(Excerpts from a dataset)
┄┄┄┄┄┄

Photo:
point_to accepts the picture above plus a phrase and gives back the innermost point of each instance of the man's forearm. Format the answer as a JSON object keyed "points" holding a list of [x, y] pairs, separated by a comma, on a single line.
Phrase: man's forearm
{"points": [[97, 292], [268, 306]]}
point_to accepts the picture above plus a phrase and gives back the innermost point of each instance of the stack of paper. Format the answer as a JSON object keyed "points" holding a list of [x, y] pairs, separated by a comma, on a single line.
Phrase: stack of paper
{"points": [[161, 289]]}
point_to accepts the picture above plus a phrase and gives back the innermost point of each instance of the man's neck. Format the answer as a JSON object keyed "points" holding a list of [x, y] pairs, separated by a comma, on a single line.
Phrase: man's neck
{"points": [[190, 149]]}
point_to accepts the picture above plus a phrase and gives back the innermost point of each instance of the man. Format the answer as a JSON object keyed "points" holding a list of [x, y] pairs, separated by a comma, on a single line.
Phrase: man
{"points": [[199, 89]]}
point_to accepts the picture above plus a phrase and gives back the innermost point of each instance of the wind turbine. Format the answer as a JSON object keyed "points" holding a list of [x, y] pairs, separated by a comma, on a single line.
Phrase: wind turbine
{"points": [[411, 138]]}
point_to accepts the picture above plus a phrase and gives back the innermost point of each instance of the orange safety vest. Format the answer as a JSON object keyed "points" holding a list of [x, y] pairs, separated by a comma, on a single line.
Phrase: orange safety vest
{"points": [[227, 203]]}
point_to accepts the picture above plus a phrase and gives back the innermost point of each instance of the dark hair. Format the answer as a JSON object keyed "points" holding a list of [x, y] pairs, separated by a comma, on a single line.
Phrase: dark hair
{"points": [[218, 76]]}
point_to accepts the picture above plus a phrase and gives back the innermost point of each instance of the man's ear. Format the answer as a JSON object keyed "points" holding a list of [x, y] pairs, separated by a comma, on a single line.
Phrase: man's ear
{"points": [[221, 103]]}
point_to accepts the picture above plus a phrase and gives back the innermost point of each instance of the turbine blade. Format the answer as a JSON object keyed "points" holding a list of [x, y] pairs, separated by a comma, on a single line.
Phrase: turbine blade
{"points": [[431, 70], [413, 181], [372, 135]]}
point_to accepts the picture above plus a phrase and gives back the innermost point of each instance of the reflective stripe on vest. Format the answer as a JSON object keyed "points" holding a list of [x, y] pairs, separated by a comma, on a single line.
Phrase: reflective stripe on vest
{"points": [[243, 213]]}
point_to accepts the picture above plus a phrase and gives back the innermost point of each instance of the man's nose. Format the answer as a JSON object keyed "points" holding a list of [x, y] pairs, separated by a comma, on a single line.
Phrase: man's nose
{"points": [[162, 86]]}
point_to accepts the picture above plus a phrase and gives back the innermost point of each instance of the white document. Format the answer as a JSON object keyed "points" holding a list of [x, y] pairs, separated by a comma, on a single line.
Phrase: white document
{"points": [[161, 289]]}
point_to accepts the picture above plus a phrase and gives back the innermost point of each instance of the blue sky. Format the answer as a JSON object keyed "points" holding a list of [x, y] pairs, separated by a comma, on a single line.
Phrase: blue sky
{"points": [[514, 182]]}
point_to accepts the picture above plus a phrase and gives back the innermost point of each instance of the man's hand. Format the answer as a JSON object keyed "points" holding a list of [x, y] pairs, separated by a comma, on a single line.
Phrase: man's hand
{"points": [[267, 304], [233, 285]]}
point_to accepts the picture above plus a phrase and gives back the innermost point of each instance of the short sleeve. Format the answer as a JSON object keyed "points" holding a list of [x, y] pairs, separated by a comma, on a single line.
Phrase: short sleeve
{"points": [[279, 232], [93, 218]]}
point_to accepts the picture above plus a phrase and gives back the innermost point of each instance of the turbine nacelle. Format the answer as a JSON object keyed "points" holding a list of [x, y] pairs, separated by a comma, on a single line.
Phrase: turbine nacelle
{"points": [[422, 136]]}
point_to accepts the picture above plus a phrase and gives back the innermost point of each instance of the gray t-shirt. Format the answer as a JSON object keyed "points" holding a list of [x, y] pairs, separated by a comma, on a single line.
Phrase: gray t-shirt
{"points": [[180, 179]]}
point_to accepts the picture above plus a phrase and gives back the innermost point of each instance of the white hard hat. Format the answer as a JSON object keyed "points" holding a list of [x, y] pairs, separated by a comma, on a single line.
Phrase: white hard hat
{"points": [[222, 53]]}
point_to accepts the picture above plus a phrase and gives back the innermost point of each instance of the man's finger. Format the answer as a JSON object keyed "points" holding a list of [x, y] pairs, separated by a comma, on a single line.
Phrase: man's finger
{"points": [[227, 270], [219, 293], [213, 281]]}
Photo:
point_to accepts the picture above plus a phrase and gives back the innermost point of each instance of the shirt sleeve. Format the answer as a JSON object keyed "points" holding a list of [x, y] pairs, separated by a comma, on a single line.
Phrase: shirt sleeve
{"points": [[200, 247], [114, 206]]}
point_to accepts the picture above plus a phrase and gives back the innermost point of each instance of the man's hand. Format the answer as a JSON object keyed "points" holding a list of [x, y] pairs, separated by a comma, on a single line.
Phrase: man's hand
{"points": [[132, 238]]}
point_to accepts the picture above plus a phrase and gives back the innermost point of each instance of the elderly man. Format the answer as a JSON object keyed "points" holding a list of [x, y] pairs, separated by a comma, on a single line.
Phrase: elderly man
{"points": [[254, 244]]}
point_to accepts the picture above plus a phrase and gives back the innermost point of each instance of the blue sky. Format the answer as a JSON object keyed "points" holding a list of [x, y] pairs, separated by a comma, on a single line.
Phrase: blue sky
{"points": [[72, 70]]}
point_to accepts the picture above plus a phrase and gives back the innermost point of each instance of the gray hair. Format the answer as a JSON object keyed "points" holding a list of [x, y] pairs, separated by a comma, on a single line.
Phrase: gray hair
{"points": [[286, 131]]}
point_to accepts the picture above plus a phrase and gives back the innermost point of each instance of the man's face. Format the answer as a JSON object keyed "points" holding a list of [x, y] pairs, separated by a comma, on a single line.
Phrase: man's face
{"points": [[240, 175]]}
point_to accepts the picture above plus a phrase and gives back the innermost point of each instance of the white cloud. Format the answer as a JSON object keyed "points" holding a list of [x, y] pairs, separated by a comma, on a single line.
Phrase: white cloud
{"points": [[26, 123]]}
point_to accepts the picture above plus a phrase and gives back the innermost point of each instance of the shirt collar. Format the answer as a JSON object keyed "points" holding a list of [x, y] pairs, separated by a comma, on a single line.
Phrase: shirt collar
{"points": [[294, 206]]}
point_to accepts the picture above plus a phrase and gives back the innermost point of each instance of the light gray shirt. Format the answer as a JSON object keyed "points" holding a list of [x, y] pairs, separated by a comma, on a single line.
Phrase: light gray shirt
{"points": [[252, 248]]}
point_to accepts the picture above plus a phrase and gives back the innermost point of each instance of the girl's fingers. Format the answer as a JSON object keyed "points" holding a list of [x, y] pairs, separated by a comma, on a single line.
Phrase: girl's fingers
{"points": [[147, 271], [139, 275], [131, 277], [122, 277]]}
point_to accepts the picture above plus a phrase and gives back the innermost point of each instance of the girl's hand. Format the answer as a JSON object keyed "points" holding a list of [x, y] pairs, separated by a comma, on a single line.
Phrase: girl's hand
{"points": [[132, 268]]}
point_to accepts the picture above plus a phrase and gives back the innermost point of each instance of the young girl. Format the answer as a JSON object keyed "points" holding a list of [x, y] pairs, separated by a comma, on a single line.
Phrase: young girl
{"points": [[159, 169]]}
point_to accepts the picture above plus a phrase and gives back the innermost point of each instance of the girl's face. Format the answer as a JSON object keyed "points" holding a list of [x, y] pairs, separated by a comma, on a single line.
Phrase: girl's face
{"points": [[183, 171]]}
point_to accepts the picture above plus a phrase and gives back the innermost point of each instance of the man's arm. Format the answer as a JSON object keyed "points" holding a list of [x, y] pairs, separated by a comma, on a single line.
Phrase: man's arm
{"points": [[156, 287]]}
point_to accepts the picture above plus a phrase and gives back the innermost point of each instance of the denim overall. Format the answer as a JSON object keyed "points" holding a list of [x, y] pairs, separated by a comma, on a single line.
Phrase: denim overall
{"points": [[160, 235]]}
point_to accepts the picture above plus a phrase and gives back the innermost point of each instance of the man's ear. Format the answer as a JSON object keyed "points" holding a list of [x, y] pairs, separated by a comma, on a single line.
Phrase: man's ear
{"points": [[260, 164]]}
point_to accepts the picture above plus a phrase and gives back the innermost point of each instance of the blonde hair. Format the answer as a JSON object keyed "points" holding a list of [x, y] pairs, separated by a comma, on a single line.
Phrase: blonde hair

┄┄┄┄┄┄

» **What to work on**
Locate the word "blonde" in the entries, and copy every line where it is found.

» **Solution to this task**
point_to accepts the picture above plus a phrase and gives back the innermost point of each instance of the blonde hair. Format the answer as a JSON object keyed "points" holding a list of [x, y] pairs, separated by a comma, on a single line.
Phrase: blonde hair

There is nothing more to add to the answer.